→ Problem details
Your task is to print each record exactly as it reads.

→ Material to process

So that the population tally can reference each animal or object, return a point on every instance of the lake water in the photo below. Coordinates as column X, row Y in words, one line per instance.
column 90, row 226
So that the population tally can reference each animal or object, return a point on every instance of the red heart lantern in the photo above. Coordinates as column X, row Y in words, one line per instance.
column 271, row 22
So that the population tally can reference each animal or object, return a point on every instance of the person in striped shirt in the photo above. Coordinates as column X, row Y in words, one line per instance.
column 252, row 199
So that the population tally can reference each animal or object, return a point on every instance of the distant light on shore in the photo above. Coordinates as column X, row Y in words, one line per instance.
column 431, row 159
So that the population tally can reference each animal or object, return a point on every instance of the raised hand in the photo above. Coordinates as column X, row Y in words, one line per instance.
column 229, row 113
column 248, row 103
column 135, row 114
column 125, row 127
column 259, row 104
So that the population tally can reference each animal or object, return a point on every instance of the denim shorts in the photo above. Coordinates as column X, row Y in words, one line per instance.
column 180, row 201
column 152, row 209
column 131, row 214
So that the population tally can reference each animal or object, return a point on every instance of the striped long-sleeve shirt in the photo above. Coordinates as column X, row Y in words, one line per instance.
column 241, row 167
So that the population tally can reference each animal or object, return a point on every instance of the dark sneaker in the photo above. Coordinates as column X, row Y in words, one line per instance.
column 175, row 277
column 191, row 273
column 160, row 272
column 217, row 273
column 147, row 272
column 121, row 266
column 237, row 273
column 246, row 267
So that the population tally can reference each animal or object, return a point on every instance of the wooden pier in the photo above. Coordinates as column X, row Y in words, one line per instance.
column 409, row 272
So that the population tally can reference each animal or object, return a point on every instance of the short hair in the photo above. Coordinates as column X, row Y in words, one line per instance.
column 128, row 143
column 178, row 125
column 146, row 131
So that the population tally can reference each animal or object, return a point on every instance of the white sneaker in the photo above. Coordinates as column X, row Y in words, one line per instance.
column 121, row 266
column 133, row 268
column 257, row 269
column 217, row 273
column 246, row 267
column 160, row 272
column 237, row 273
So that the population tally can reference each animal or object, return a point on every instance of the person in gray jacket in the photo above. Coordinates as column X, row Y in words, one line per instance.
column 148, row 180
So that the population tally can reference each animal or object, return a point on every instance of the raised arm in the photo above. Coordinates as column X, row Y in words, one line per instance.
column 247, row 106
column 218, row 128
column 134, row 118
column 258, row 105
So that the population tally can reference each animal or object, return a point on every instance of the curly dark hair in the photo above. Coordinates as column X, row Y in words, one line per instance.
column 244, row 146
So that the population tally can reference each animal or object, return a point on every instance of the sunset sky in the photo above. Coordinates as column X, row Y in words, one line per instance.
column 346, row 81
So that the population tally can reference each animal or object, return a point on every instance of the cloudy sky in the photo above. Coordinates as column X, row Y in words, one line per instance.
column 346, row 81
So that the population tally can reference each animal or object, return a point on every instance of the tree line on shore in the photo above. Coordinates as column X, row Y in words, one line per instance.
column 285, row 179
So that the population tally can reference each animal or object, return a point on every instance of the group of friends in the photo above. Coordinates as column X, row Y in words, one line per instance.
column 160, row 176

→ Answer to this exercise
So that the population tally can reference each animal or object, return a point on every instance of the lake water in the photo below. Coordinates as column X, row Y in words, one line per instance.
column 90, row 226
So that the population tally can reference each animal or object, return a point on every instance of the red heart lantern in the photo above. Coordinates as column X, row Y in words, one line per instance.
column 271, row 22
So that the population tally can reference each animal or object, return a point on every instance of the person in striped shirt in the photo above. Coordinates as column X, row Y in words, one line per instance.
column 252, row 199
So that the population tally can reference each animal or object, return a point on every instance of the distant light on shore in the photo above. Coordinates as column X, row Y in words, one line per instance.
column 431, row 159
So that the population tally can reference each animal or object, return a point on every instance of the raised hand in the photo above. Coordinates as column X, row Y in words, one line per instance.
column 229, row 113
column 248, row 103
column 135, row 114
column 125, row 127
column 259, row 104
So that the population tally can reference each animal or object, return a point on every instance of the denim shorts in the photo above. Coordinates as column X, row Y in words, one line per instance.
column 180, row 201
column 152, row 209
column 131, row 214
So that the population tally can reference each animal or object, return a point on every instance of the striped long-sleeve shirt in the photo above. Coordinates as column X, row Y in words, one line per instance.
column 241, row 167
So that the population tally can reference each animal or object, return a point on every instance of the dark sneaker in the photo above. Coordinates as column X, row Y in words, one line per instance.
column 175, row 277
column 191, row 273
column 160, row 272
column 217, row 273
column 147, row 272
column 121, row 266
column 237, row 273
column 246, row 267
So that the population tally can reference each animal or object, return a point on every instance of the wooden pier in the photo above. Coordinates as column X, row Y in words, one line per instance.
column 409, row 272
So that the population tally can reference each animal or object, return a point on every instance of the short hair in the photo above. Coordinates as column X, row Y in words, one line per instance.
column 128, row 143
column 178, row 125
column 146, row 131
So that the population tally can reference each animal or object, return a point on every instance of the white sneaker in the photo above. Coordinates as column X, row Y in words, one line per instance.
column 121, row 266
column 133, row 268
column 257, row 269
column 217, row 273
column 246, row 267
column 160, row 272
column 237, row 273
So that the population tally can reference each animal or object, return a point on every instance of the person in gray jacket in the photo above. Coordinates as column X, row Y in words, one line per instance.
column 148, row 180
So that the population tally can reference each animal or object, return a point on every instance of the raised arm in the photo above. Coordinates as column X, row Y in words, one line per instance.
column 247, row 106
column 218, row 128
column 134, row 118
column 258, row 105
So that the population tally can reference each animal or object, return a point on every instance of the curly dark hair in the photo above. Coordinates as column X, row Y in words, one line per instance.
column 244, row 146
So that the population tally can reference each animal or object, return a point on every instance of the sunset sky in the photo above. Coordinates as column X, row Y in words, one line per instance.
column 346, row 81
So that the population tally can reference each animal or object, return a point on every instance of the cloudy sky in the photo above. Coordinates as column X, row Y in words, one line per instance.
column 346, row 81
So that the population tally can reference each animal or object, return a point on every instance of the tree line on shore in the photo above. Coordinates as column X, row Y in words, one line per instance.
column 285, row 179
So that the population tally can reference each animal or object, return a point on every instance of the group of friends in the photo above. Coordinates as column X, row Y in words, one line per instance.
column 160, row 176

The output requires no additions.